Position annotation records
>>>

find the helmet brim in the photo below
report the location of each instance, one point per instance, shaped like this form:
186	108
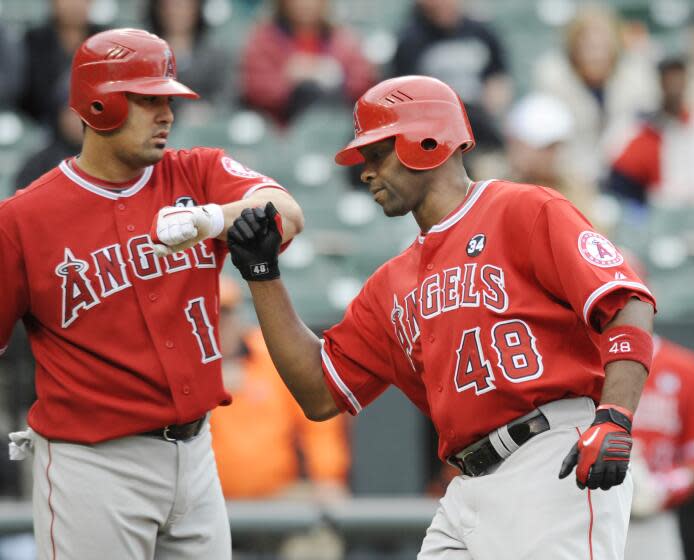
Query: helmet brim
350	154
152	86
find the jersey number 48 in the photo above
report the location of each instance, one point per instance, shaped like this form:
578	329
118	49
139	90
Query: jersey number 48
517	357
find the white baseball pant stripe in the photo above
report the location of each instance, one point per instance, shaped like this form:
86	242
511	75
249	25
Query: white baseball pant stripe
137	497
522	511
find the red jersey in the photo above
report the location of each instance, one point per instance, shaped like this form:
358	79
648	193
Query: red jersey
664	420
491	313
124	342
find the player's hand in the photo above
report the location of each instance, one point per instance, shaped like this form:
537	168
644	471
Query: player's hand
601	454
175	229
254	241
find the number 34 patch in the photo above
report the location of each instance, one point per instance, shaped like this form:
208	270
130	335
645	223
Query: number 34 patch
476	245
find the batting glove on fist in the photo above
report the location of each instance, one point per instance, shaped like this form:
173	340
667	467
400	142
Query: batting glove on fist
254	242
175	229
601	454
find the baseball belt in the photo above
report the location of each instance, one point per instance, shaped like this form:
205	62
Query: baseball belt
478	458
178	432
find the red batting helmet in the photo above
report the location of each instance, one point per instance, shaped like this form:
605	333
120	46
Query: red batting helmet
426	117
113	62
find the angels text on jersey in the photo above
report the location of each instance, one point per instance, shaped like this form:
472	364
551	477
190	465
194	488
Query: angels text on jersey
471	285
114	268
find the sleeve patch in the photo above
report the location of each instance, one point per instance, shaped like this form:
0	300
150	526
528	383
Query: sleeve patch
598	250
236	168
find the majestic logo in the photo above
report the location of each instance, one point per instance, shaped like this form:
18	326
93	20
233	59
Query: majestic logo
598	250
169	68
476	245
357	124
184	202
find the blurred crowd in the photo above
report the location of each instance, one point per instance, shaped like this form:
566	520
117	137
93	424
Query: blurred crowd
602	115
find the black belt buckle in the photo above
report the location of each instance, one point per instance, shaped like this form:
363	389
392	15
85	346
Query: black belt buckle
165	434
179	432
478	458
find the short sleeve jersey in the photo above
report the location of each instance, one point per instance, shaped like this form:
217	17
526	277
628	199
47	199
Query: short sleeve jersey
124	342
664	420
487	316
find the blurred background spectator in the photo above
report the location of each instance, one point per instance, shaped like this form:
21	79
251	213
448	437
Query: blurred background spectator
48	54
11	62
656	164
538	129
299	57
663	465
65	138
604	85
442	40
263	442
663	468
202	65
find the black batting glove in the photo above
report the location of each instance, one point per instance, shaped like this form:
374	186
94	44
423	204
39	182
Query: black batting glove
254	241
601	455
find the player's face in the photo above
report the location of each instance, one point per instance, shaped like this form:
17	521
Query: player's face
396	188
142	138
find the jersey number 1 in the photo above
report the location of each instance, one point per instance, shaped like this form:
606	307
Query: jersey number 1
202	329
518	358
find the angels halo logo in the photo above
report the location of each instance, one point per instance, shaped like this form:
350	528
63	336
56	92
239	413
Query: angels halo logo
598	250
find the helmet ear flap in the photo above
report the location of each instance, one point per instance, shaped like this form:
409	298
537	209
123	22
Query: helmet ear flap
107	111
420	154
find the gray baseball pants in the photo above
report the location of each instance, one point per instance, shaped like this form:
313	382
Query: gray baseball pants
137	497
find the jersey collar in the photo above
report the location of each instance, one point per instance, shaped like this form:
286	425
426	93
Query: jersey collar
454	218
101	191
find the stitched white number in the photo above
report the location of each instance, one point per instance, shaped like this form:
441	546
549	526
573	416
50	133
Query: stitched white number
472	370
202	329
518	358
620	347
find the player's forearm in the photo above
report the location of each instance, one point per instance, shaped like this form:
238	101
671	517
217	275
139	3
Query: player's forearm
295	350
624	379
292	215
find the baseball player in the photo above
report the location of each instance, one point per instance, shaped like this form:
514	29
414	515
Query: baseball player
663	471
126	343
509	321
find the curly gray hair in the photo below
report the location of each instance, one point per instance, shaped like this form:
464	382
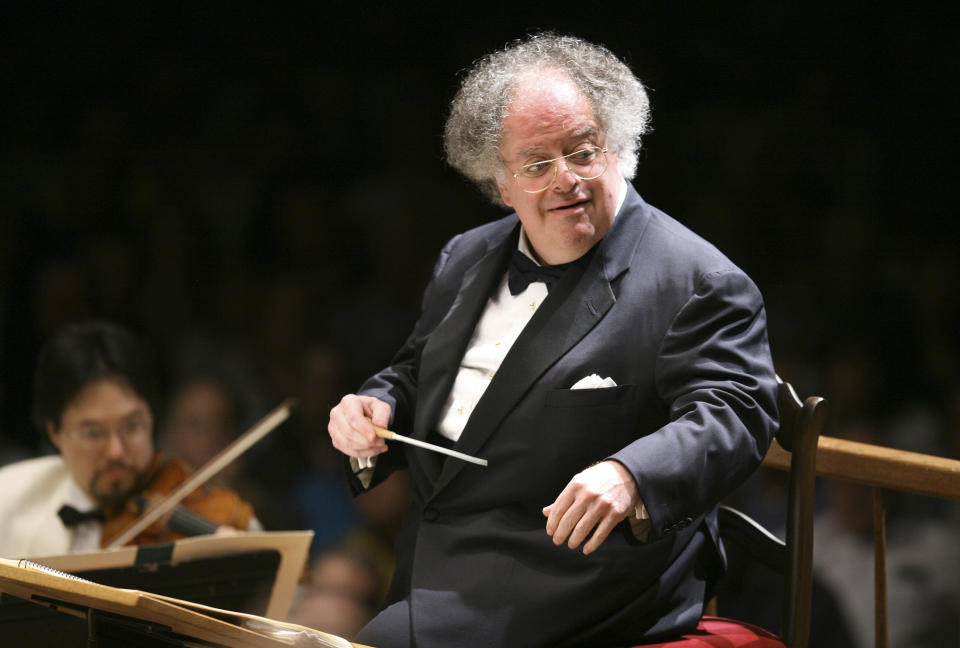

<<<

Given exercise
Rewrite every line from the one containing "find the baseball player in the photo above" down to the end of the material, scaling only the answer point coordinates by 0.8 and rounding to whole numbers with halves up while keeping all other lines and numbers unchanged. Omit the pictures.

Finished answer
find the baseball player in the photo above
report the location of each instance, one point per instance, shaped like this form:
514	29
414	515
Query: baseball player
530	377
101	274
407	257
find the curly gray hair in the photo below
report the location of each instance, one point per instance, shaped like this form:
464	382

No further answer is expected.